__PAGE EXCERPT__:

* * *

Training creates a lasting relationship between your patient's data and the vendor's product. Even if the original data is later deleted, its influence on the model persists.

How vendor policies differ

There's a wide spectrum in how vendors handle this:

| Approach | What it means | Risk level | |----------|--------------|------------| | No training on patient data | Data is processed and deleted; never enters training pipelines | Lowest | | Training on de-identified data only | PHI is stripped before data enters training; de-identification methodology matters | Moderate | | Opt-out training | Training is the default; customers can request exclusion | Moderate-high (many don't know to opt out) | | Training included in terms | Terms of service or BAA permit data use for model improvement | Higher | | Vague or undisclosed | No clear statement on training practices | Highest risk — assume the worst |

The middle categories are where most vendors land. They use patient data in some form, apply some level of de-identification, and bury the details in legal documents that most clinicians never read.

Questions to ask every vendor

Before choosing an AI scribe, get clear answers to these questions. Ask for responses in writing — verbal assurances aren't enough for compliance documentation.

  1. Does your company use patient encounter data to train, fine-tune, or evaluate AI models?
  2. If yes, what de-identification process is applied? Does it follow HIPAA Safe Harbor or Expert Determination standards?
  3. Can I opt out of data training entirely? Is it opt-in or opt-out by default?
  4. Does the BAA specifically address data use for model improvement?
  5. Are sub-processors (third-party LLM providers, cloud services) also restricted from training on the data?
  6. If I delete my data, is it also removed from any training datasets?
  7. Has an independent audit verified your de-identification and data handling practices?
  8. Where is my data stored, and for how long?

If a vendor can't answer these clearly, that tells you something.

How to read the fine print

Vendors rarely say "we train on your patient data" in plain language. Look for these phrases in the terms of service, privacy policy, and BAA:

  • "Product improvement"
  • "Service enhancement"
  • "Aggregate data analysis"
  • "Model performance optimization"
  • "Quality assurance using customer data"
  • "De-identified data may be retained for research"

Any of these can mean your data enters a training pipeline. If you see them, ask for clarification about what exactly happens, what de-identification is applied, and whether you can opt out.

Dictum's approach

Dictum does not use patient encounter data for model training or product improvement. When you record an encounter, the audio is processed to generate your clinical note. It is not retained for AI development purposes.

Additional safeguards:

  • On-device processing — in offline mode, audio is processed locally and never transmitted to external servers
  • Configurable auto-delete — set your retention window, and data is purged automatically
  • No sub-processor training — Dictum's data handling agreements with third-party services restrict use of patient data for training

For full details on Dictum's security posture, visit the security overview and HIPAA compliance page.

Clinicians should review AI-generated documentation before adding it to the medical record and should use Dictum in accordance with their organization's policies and applicable laws.

The broader privacy picture

Data training is one piece of a larger privacy conversation. For a complete view, read our guide on AI clinical documentation privacy risks, which covers storage, access controls, and human review processes. If you're evaluating vendors specifically for HIPAA readiness, our article on whether AI medical scribes are HIPAA compliant includes a full vendor evaluation checklist.

You can also compare vendors side by side on our HIPAA-compliant AI medical scribe comparison page.

The bottom line

Not every AI medical scribe treats your patient data the same way. Some vendors train on it. Some de-identify it first. Some don't touch it for training at all. The difference matters — for your patients' privacy, for your compliance posture, and for your peace of mind.

Ask the questions. Read the agreements. And choose a vendor whose data practices match what you'd want if you were the patient.

* * *

__INFORMATION SHOWN__:
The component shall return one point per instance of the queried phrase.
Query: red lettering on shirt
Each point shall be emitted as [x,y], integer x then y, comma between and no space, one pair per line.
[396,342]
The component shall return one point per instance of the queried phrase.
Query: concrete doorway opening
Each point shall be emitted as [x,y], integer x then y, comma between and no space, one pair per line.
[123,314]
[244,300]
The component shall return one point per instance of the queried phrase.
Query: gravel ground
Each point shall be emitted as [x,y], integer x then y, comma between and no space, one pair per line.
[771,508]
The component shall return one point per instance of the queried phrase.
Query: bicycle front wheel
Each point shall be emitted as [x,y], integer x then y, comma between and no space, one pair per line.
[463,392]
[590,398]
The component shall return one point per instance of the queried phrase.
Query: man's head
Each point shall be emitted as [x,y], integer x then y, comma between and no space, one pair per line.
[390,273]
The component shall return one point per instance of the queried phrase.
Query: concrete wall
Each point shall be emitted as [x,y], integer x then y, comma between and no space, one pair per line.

* * *

__TASK ITEM 1__:
Decide whether each statement below agrees with the excerpt on AI scribes and patient data. Answer yes or no for each, and quote the deciding words from the excerpt.
(a) Opt-out training is rated as moderate-high risk.
(b) Verbal assurances from a vendor are enough for compliance documentation.
(c) In Dictum's offline mode, audio is sent to external servers for processing.
__TASK ITEM 2__:
Summarize the excerpt on AI scribes and patient data in three sentences.
__TASK ITEM 3__:
Write out everything in the excerpt on AI scribes and patient data from "4. Does the" down to "any training datasets?".

__TASK RESULT 1__:
(a) Yes: "Moderate-high (many don't know to opt out)"
(b) No: "verbal assurances aren't enough for compliance documentation"
(c) No: "in offline mode, audio is processed locally and never transmitted to external servers"

__TASK RESULT 2__:
AI medical scribe vendors handle patient data for training in different ways, from no training on patient data to vague or undisclosed practices, and most vendors land in the middle categories. Clinicians should get written answers from vendors about training, de-identification, opting out, and deletion, and should look for phrases such as "Product improvement" in the terms of service, privacy policy, and BAA. Dictum states that it does not use patient encounter data for model training or product improvement, and it lists on-device processing, configurable auto-delete, and no sub-processor training as additional safeguards.

__TASK RESULT 3__:
4. Does the BAA specifically address data use for model improvement?
  5. Are sub-processors (third-party LLM providers, cloud services) also restricted from training on the data?
  6. If I delete my data, is it also removed from any training datasets?